_LIST OF TASKS:_
**a.** In the article about the Danicks' moving business, which company handles the actual moving of belongings to the new home?
**b.** Return the passage of the article about the Danicks' moving business from "The Danicks have" to "depending on responsibilities.", word for word.

══ SOURCE PASSAGE ══

Transitional Assistance and Design grosses around $500,000, employs 14 full- and part-time workers and provides the Danicks with a handsome income. Joel even quit his executive position at Balducci's grocery stores four years ago to help.
In the early days, Susie enlisted her girlfriends for help. They would send their kids off to school, work for five hours and head home at 2 p.m. to greet their kids.
"I didn't look upon it as a business," Susie said.
She calculated her prices by calling interior designers she knew. They suggested about $100 an hour. So she set her fee at $35 an hour.
Nearly 10 years later, it has grown to $75, which includes the redesign of the apartment.
Packing and unpacking runs $45 an hour. The blended rate ends up around $50 an hour.
Moving outsourced
The actual moving — putting the stuff in a truck and driving to the new home — is outsourced to Town & Country Movers.
"One of our core business decisions was to stay focused on management and consulting," Joel said. Another benefit: You don't have to lay out the money for a vehicle fleet.
Like most businesses, the biggest cost is personnel (nearly half). Insurance is next. Then it drops swiftly.
The Danicks have a public-relations person on retainer and they spend about 5 percent of revenue on materials, from wall hooks to boxes to bags. They run the business out of their home, so there is no office leasing involved.
Full-timers, including a handyman, earn low five figures, and the "move specialists" who do the packing, unpacking and aesthetic work around the apartment earn $15 to $30 an hour, depending on responsibilities.
Joel said the company offers employees an individual retirement account and matches up to 3 percent of salary. There is no health-care benefit.
I guessed their net at around $150,000, and the Danicks did not disagree.
Each move is a mission. They invade a client's home, shooting digital photos of the entire place, creating a map of the floor plan and re-creating it on a small scale at the Danicks' home office, moving little scaled cutouts. Every detail is considered, from towels to window treatments, from custom paintings to china hutches.
When one client had accumulated 100 masks from a lifetime of travel around the world, Susie asked the client to pick five favorites and designed a wall display to bring them along.
Any new purchase above $75, from a frame to furniture, must be approved by the client and is reimbursed.
"Every plan is customized," Joel said. "Some just need unpacking. Some need decorating help and full service in between."
The minimum is about $600 for a two-person crew for one day. One job, involving moving out of an $11 million home, took a crew of 13 all day and cost thousands.
The unpredictable happens
There are headaches. One client got ill at the last minute. Timing the use of elevators, lobbies and parking can be tortuous and time-consuming. And the job is physical — imagine packing and unpacking your house five days a week.
There is a network nationwide of senior transitional-assistance businesses. So if my mom in Syracuse wanted to move to D.C., the Danicks and a similar company in Syracuse would work it from each end, with one packing and one unpacking.
The one who gets the initial contact does the coordinating.
The staff includes retired teachers, nurses, production managers and people who work in estate sales. Most are between 40 and 60. There is a lot of hand-holding, empathy and gentle persuasion that goes with the job.
"It's purposeful work," said Joel, who carefully screens and does background checks on employees. He brings the same passion to the consulting business as he did to the grocery business.
"They are both customer-service businesses," Joel said.

═══
══ DATA PROVIDED ══

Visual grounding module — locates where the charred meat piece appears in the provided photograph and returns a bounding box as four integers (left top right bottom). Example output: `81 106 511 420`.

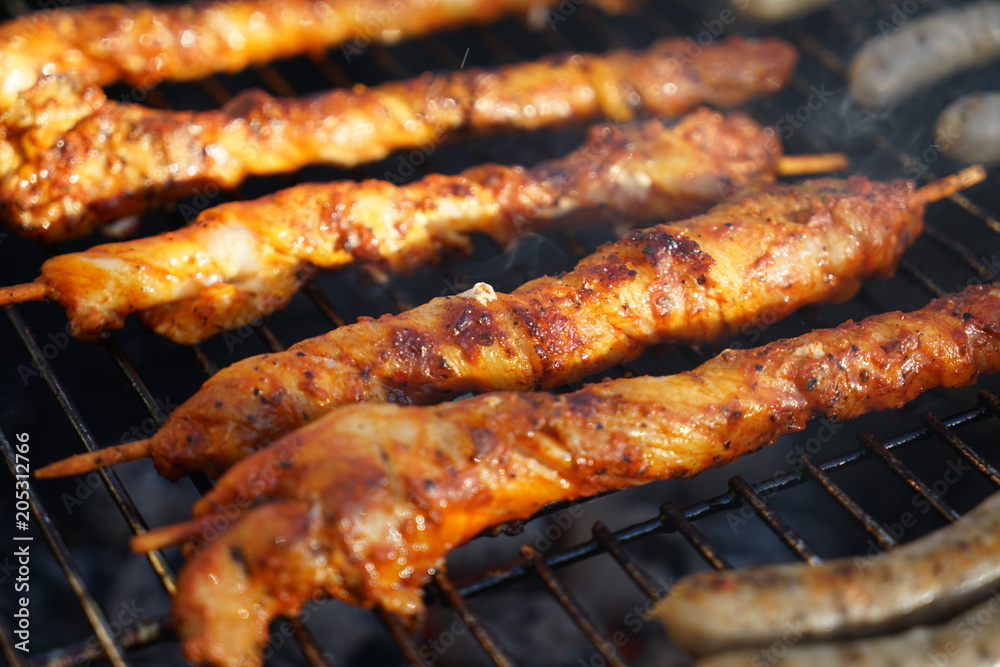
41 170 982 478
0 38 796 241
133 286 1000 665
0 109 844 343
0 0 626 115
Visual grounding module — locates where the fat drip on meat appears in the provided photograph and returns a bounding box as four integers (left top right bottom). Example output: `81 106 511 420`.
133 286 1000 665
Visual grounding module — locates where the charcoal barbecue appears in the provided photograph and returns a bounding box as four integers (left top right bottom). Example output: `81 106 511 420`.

═══

_COMPLETED EXERCISE:_
**a.** Town & Country Movers

**b.**
The Danicks have a public-relations person on retainer and they spend about 5 percent of revenue on materials, from wall hooks to boxes to bags. They run the business out of their home, so there is no office leasing involved.
Full-timers, including a handyman, earn low five figures, and the "move specialists" who do the packing, unpacking and aesthetic work around the apartment earn $15 to $30 an hour, depending on responsibilities.